TRY IT:
Exactly and in full, give the records again.

RECORDS FOR THIS EXERCISE:
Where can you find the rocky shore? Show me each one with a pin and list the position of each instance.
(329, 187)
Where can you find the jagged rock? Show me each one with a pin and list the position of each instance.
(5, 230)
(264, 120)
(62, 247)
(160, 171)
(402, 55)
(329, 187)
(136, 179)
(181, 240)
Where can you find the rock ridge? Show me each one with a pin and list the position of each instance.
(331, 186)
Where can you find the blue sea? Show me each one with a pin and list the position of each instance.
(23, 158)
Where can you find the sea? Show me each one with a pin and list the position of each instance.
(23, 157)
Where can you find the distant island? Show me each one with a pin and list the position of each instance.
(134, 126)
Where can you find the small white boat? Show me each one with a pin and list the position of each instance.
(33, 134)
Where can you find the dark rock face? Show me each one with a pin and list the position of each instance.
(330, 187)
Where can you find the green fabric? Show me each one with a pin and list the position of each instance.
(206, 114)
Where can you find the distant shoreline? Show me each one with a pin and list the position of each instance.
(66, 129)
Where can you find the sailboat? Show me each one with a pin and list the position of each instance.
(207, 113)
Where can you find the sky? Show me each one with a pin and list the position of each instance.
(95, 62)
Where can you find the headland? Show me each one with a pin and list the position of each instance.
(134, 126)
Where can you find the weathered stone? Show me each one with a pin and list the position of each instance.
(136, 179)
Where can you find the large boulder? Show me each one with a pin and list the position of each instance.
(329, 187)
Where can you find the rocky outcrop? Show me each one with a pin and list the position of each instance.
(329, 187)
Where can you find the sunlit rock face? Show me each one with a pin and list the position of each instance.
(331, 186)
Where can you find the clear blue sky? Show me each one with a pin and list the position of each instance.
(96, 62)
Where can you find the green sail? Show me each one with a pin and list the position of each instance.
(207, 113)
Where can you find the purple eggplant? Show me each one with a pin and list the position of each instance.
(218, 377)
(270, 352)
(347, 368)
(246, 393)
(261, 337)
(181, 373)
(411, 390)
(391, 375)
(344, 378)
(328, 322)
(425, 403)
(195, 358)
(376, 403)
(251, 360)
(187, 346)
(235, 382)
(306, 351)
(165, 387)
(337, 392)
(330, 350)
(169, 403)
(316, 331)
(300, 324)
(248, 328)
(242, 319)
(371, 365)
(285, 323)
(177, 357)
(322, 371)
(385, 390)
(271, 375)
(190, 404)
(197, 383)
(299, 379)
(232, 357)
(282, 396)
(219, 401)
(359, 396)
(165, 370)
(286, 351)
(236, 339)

ANSWER SECTION:
Where can you find the rocky shore? Show me each one with a pin and list the position of each instance.
(329, 187)
Where can you find the jagged rock? Show me each one with a pin and list the position of each instance.
(5, 230)
(264, 120)
(62, 247)
(160, 171)
(402, 55)
(329, 187)
(136, 179)
(181, 240)
Where can you find the rock ridge? Show me each one with a pin and list the position of each instance.
(331, 186)
Where can you find the blue sea? Show me each one with a pin and list the position of each instance.
(23, 158)
Where can you find the sea? Show me each one with a pin and list the position of each instance.
(23, 157)
Where can you find the distant island? Show me each one with a pin and list the position of each instance.
(134, 126)
Where can you find the small white boat? Show me each one with a pin and list the position of each instance.
(33, 134)
Where can you find the dark rock face? Show me each one with a pin and list the position of each instance.
(330, 187)
Where can you find the green fabric? Show me each one with a pin and list the position of each instance.
(206, 114)
Where can you find the distant shoreline? Show me each one with a pin and list the position of each instance.
(66, 129)
Where can you find the sailboat? Show me each one with a pin and list the position of each instance.
(207, 113)
Where can you find the sky? Show me each one with a pin and list the position of each instance.
(95, 62)
Where can you find the headland? Show me each one with a pin and list the position of each instance.
(134, 126)
Where can you find the weathered stone? Show me each one with a pin and list the position of each instance.
(136, 179)
Where can you find the large boulder? Show me each one with a pin and list the position of each instance.
(329, 187)
Where can you find the rocky outcrop? Show me each one with a pin and list the position of each instance.
(329, 187)
Where can you find the sunlit rock face? Show me each one with a pin and list the position of each instance.
(331, 186)
Where can you find the clear blue sky? Show me each one with a pin and list the position of each instance.
(96, 62)
Where can you find the green sail? Show me each one with a pin and list the position of each instance.
(207, 113)
Where can you find the purple eggplant? Show me each one with a pin and list the position of each instance.
(218, 377)
(270, 352)
(347, 368)
(246, 393)
(261, 337)
(181, 373)
(411, 390)
(391, 375)
(344, 378)
(328, 322)
(425, 403)
(195, 358)
(376, 403)
(251, 360)
(187, 346)
(235, 382)
(306, 351)
(165, 387)
(337, 392)
(330, 350)
(169, 403)
(316, 331)
(300, 324)
(248, 328)
(242, 319)
(371, 365)
(285, 323)
(177, 357)
(322, 371)
(385, 390)
(271, 375)
(190, 404)
(197, 383)
(299, 379)
(232, 357)
(282, 396)
(219, 401)
(359, 396)
(165, 370)
(286, 351)
(236, 339)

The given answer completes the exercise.